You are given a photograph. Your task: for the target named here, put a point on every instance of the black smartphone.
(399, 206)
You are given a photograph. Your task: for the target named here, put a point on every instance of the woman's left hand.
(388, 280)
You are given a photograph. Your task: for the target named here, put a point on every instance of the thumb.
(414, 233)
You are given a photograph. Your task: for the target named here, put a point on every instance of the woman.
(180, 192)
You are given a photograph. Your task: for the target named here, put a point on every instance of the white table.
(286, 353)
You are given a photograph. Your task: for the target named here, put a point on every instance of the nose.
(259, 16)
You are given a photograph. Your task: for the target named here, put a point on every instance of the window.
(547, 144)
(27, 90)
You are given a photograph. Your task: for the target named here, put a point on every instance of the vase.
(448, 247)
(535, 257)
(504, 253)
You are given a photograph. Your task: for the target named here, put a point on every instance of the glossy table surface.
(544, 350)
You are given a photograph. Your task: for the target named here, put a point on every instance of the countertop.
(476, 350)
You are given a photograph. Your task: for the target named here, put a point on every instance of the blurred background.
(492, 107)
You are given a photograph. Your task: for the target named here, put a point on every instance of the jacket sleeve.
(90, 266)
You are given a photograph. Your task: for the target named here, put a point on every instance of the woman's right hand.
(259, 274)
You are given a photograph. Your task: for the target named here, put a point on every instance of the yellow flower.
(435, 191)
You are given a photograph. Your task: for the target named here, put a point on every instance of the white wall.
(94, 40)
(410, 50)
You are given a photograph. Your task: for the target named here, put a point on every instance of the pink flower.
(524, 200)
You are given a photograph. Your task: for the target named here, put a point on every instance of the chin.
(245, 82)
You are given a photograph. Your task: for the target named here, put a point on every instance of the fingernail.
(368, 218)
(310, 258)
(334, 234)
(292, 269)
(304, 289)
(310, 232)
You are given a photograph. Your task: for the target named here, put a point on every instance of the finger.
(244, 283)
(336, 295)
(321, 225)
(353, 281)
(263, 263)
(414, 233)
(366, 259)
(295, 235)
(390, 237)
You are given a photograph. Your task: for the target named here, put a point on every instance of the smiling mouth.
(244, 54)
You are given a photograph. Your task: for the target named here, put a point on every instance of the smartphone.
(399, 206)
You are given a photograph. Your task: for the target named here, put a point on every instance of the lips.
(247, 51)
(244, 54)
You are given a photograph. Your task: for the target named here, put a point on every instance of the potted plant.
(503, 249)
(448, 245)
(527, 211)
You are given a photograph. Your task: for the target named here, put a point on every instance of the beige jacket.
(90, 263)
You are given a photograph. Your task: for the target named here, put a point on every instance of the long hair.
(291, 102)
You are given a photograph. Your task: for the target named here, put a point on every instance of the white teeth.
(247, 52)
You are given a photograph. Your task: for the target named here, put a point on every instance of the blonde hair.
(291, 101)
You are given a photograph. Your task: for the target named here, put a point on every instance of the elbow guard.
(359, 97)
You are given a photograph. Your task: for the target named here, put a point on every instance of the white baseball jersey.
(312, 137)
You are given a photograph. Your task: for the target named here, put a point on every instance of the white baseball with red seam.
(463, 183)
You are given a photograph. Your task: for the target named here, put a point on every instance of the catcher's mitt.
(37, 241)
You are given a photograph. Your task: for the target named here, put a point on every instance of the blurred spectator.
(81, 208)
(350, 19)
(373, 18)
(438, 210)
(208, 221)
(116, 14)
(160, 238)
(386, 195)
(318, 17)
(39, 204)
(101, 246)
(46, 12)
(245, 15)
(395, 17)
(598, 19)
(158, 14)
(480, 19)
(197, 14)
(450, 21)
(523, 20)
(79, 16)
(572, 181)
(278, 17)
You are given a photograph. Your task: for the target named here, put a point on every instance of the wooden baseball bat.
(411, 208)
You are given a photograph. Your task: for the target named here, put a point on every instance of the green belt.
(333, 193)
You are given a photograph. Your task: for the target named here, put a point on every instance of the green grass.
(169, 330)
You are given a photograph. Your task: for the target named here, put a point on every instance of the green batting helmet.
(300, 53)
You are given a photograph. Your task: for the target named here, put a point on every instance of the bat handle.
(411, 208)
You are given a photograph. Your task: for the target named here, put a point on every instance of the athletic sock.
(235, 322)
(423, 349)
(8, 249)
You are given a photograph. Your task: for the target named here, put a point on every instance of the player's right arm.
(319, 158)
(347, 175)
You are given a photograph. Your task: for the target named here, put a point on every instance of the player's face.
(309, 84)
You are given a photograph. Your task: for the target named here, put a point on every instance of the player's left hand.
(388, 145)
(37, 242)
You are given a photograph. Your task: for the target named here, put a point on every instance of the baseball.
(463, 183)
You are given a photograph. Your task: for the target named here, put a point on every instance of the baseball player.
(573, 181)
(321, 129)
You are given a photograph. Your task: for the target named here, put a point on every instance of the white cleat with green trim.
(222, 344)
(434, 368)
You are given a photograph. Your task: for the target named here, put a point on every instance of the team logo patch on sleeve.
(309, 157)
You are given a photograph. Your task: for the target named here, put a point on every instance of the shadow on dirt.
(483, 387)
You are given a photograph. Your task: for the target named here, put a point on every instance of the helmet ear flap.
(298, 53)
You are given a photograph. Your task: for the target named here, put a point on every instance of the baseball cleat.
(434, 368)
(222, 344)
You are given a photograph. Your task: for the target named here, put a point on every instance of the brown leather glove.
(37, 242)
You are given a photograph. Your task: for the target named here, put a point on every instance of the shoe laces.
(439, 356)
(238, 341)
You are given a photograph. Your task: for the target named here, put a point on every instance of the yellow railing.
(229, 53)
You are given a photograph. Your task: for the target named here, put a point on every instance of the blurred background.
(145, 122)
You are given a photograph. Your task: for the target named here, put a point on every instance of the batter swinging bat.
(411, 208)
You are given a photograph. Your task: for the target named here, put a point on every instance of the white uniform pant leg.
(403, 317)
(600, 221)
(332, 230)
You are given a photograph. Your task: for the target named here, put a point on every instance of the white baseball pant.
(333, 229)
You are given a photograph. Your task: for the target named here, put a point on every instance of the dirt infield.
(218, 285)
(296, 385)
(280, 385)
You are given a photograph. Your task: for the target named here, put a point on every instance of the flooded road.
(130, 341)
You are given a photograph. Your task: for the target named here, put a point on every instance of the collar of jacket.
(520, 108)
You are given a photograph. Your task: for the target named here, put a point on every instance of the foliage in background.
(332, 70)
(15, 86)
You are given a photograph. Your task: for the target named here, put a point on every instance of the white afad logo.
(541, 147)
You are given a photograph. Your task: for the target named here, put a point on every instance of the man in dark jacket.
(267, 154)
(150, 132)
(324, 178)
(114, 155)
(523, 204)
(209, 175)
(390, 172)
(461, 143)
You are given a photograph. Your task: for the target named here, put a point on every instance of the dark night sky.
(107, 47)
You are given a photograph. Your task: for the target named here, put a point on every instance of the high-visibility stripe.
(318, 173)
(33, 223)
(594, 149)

^^^^^^^^

What is expected>
Update the listing above by changing "put a point on" to "place a marker on" everywhere it appears, leaving everything else unchanged.

Task answer>
You are given a photograph. Your task: for the target named here, place a marker on every instance of the black smartphone.
(399, 206)
You are given a photograph. Your task: for the target named here, place a marker on every instance of the woman's left hand.
(388, 280)
You are given a photograph. Your task: for the target named here, place a marker on every instance of the thumb.
(414, 233)
You are given a photograph. Your task: for the target named here, place a marker on every instance of the woman.
(180, 192)
You are given a photograph. Your task: for the target named here, place a marker on every instance of the white table.
(286, 353)
You are given a photograph. Your task: for the target named here, place a marker on every instance of the nose.
(259, 16)
You are given a photograph. Your task: for the target named here, place a marker on every instance of the window.
(547, 144)
(27, 90)
You are given a photograph. Your task: for the target named here, place a marker on every instance of the vase.
(448, 247)
(535, 257)
(504, 253)
You are given a photograph. Your task: for the target named here, place a marker on every instance of the glossy table surface.
(544, 350)
You are given a photograph. Your task: for the target named here, place a marker on every instance of the countertop.
(476, 350)
You are given a photograph. Your task: for the target named here, place a marker on every instance of the blurred background.
(492, 107)
You are given a photograph. Your task: for the target named here, place a marker on every instance of the jacket sleeve.
(90, 266)
You are given a photograph. Your task: for the target named here, place a marker on every instance of the woman's right hand.
(259, 274)
You are given a photograph. Your task: for the target named here, place a marker on every instance of the yellow flower.
(435, 191)
You are given a photograph. Your task: for the target named here, place a marker on every instance of the white wall.
(94, 40)
(410, 50)
You are given a photograph. Your task: for the target named here, place a marker on every instance of the pink flower.
(524, 200)
You are given a photograph. Your task: for the target named here, place a marker on every instance of the chin.
(245, 82)
You are given a photograph. Your task: for the target named here, place a marker on every instance of the fingernail.
(368, 218)
(310, 258)
(334, 234)
(292, 269)
(304, 289)
(310, 232)
You are given a photograph. Your task: for the target named here, place a marker on every instance of the finger.
(244, 283)
(336, 295)
(321, 225)
(353, 281)
(263, 263)
(414, 233)
(366, 259)
(295, 235)
(390, 237)
You are given a photograph. Your task: for the target named here, place a marker on every instance of the smiling mouth.
(244, 54)
You are given a photograph. Your task: for the target named here, place a marker on every instance of the smartphone.
(399, 206)
You are given a photograph. Your task: for the target named here, place a marker on every instance of the lips.
(247, 51)
(244, 54)
You are given a photograph. Your task: for the target named here, place a marker on every instance of the potted plant.
(503, 249)
(448, 245)
(527, 211)
You are given a photograph. Your task: for the target named here, place a marker on every instance of the beige jacket.
(90, 263)
You are given a photograph. Your task: for the target named here, place a marker on every instance of the long hair.
(291, 102)
You are given a photograph. Your task: for the target named here, place a marker on every instance of the white teeth.
(247, 52)
You are given a photograph. Your task: for the target named here, place a marker on every instance of the blonde hair.
(291, 101)
You are given a photograph. Your task: for the target named here, place a marker on every instance of the elbow guard.
(359, 97)
You are given a photograph. Your task: for the target named here, place a marker on every instance of the white baseball jersey.
(312, 137)
You are given a photograph. Your task: for the target named here, place a marker on every instance of the white baseball with red seam.
(463, 183)
You are given a photograph. Your task: for the target named here, place a marker on every instance of the catcher's mitt.
(37, 241)
You are given a photograph. Your task: for the target named here, place a marker on every instance of the blurred spectator.
(81, 208)
(350, 19)
(373, 18)
(438, 210)
(208, 221)
(116, 14)
(160, 238)
(386, 195)
(318, 17)
(39, 204)
(101, 246)
(46, 12)
(245, 15)
(395, 17)
(598, 19)
(158, 14)
(480, 19)
(197, 14)
(450, 21)
(523, 20)
(79, 16)
(572, 181)
(278, 17)
You are given a photograph. Your task: for the target named here, place a marker on every instance of the wooden baseball bat.
(411, 208)
You are given a photograph. Your task: for the target named here, place a marker on every instance of the green belt.
(333, 193)
You are given a photograph. Your task: for the target named here, place a marker on every instance of the green grass.
(169, 330)
You are given a photograph. Your task: for the target named here, place a marker on every instance of the green batting helmet.
(300, 53)
You are given a photograph. Your task: for the target named here, place a marker on every instance of the bat handle.
(411, 208)
You are given a photograph. Your task: for the target named here, place a marker on every instance of the athletic sock.
(235, 322)
(423, 349)
(8, 249)
You are given a photograph. Your task: for the target named here, place a marker on every instance of the player's right arm.
(319, 158)
(347, 175)
You are given a photograph. Your task: for the target named here, place a marker on every instance of the player's face.
(309, 84)
You are given a photograph. Your task: for the target named here, place a marker on every instance of the player's left hand.
(388, 145)
(37, 242)
You are given a photograph. Your task: for the target named here, place a marker on every instance of the baseball.
(463, 183)
You are given a photograph. Your task: for the target named here, place a marker on every instance of the baseball player.
(573, 181)
(321, 129)
You are given a photograph. Your task: for the target named here, place a marker on every instance of the white cleat with green trim.
(222, 344)
(434, 368)
You are given a photograph. Your task: for the target named here, place a marker on every instance of the team logo patch on sleeve.
(309, 157)
You are given a photograph. Your task: for the target named here, place a marker on every instance of the shadow on dirt.
(483, 387)
You are given a photograph. Your task: for the target named here, place a marker on every instance of the helmet ear flap.
(298, 53)
You are given a photograph. Your task: for the target named here, place a marker on every instance of the baseball cleat.
(434, 368)
(222, 344)
You are given a photograph. Your task: for the target named here, place a marker on every instance of the brown leather glove.
(37, 242)
You are given a photograph. Your task: for the target named here, place a marker on every instance of the shoe laces.
(439, 356)
(238, 341)
You are given a photograph. Your task: for the target named here, place a marker on every instance of the yellow railing.
(229, 53)
You are given a photograph. Your task: for the target named here, place a marker on every instance of the blurred background.
(145, 122)
You are given a photograph. Your task: for the target named here, place a marker on every instance of the batter swinging bat.
(411, 208)
You are given a photograph. Your task: for the target named here, place a marker on every instance of the white uniform pant leg.
(403, 317)
(600, 221)
(332, 230)
You are given a photograph. Your task: for the target named here, place a marker on every instance of the white baseball pant.
(333, 229)
You are given a photograph. Your task: for the target named here, place a marker on every instance of the dirt infield.
(218, 285)
(296, 385)
(280, 385)
You are given a photograph. Your task: for the target named here, place a marker on every instance of the flooded road.
(130, 341)
You are given a photograph. Your task: for the target named here, place a marker on every instance of the collar of jacket.
(520, 108)
You are given a photograph. Your task: for the target named here, place a marker on every instance of the foliage in background.
(332, 70)
(15, 86)
You are given a photograph. Your task: for the target named here, place a marker on every instance of the white afad logo.
(541, 147)
You are given a photograph. Your task: for the target named here, place a marker on every instance of the man in dark jacket.
(267, 154)
(150, 132)
(324, 178)
(114, 155)
(523, 204)
(209, 175)
(390, 172)
(461, 143)
You are given a photograph. Your task: for the target named here, place a marker on every instance of the dark night sky.
(107, 47)
You are given a photograph. Your task: for the target named here, place a marker on every instance of the high-visibility stripe.
(318, 173)
(33, 223)
(594, 149)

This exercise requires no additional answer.